**Instruction**
Offset every x and y coordinate in the answer points by -16 and write out the records again, starting at the line containing "wanted | a marker on every instance of the bird's outstretched" and ending at the line containing "<point>1051,232</point>". Keep every line in that span, including the ones stating what is wanted, and leave the sample points unchanged.

**Extracted records**
::::::::

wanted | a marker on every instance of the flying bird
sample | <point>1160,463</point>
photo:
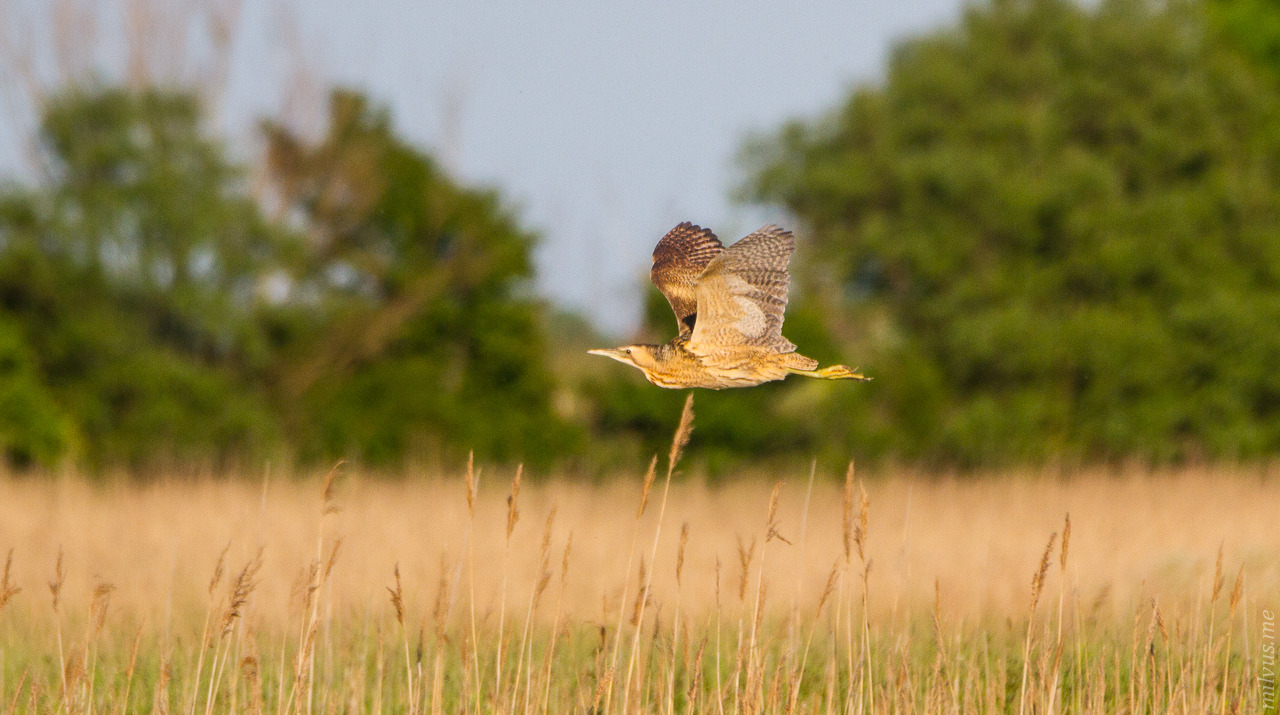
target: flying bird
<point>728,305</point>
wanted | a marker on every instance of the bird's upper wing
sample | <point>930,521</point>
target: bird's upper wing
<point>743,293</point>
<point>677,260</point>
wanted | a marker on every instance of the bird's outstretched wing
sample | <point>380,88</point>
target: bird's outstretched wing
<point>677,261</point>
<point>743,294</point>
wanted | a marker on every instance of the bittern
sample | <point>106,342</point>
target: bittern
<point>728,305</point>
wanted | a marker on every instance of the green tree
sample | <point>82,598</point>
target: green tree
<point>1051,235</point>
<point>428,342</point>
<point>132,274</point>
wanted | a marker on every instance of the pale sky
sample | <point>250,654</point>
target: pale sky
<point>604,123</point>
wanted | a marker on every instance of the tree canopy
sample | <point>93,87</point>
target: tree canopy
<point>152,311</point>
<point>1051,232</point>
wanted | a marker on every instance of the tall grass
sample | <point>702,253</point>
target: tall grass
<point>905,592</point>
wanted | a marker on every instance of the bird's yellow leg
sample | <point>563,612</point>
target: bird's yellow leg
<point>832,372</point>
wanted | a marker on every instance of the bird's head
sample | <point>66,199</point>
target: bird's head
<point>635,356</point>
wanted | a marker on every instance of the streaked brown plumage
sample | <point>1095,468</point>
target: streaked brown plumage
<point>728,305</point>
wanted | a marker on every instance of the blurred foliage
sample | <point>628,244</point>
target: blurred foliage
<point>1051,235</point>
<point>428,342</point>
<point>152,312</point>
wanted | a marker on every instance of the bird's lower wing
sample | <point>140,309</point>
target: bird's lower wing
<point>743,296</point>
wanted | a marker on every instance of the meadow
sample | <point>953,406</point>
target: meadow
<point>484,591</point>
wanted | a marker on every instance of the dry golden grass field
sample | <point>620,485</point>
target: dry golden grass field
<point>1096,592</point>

::::::::

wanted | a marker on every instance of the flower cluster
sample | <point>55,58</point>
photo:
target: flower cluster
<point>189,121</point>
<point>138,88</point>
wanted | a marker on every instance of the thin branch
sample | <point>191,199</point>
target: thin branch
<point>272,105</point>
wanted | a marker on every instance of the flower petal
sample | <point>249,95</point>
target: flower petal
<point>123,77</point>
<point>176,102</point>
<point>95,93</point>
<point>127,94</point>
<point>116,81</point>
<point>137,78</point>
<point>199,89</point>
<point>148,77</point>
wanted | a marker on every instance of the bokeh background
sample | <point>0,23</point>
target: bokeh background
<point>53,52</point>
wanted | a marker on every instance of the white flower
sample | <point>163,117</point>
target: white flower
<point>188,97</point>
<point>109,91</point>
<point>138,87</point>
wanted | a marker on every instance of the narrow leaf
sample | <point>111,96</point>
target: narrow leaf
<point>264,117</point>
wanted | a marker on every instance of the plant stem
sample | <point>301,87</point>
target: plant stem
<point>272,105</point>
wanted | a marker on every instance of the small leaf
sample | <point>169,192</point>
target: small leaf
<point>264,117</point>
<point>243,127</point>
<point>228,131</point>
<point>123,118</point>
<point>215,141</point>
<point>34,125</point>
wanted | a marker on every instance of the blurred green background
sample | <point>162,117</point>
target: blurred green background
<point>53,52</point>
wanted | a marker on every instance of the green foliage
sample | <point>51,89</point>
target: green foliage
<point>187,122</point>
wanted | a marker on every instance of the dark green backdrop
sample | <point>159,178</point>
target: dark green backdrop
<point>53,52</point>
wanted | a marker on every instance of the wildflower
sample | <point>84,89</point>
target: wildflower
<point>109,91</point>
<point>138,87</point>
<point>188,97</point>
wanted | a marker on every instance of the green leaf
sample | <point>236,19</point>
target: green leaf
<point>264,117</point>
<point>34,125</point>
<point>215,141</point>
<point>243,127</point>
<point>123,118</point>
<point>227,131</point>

::::::::

**Solved exercise**
wanted | a marker on every instance of the bird's outstretched wing
sample | <point>380,88</point>
target: bird's outstretched wing
<point>661,245</point>
<point>727,278</point>
wanted | a marker on every instance of the bittern
sample | <point>106,342</point>
target: bittern
<point>712,289</point>
wanted | a marker on every instance of the green tree
sample | <point>82,598</point>
target: green tree
<point>1035,219</point>
<point>412,326</point>
<point>116,258</point>
wanted | a marker on every instance of the pale sky
sample | <point>250,654</point>
target: pale sky
<point>588,107</point>
wanted | a marker on every instance of the tree canopy
sample | <point>93,87</point>
target: tree canopy
<point>136,295</point>
<point>1035,216</point>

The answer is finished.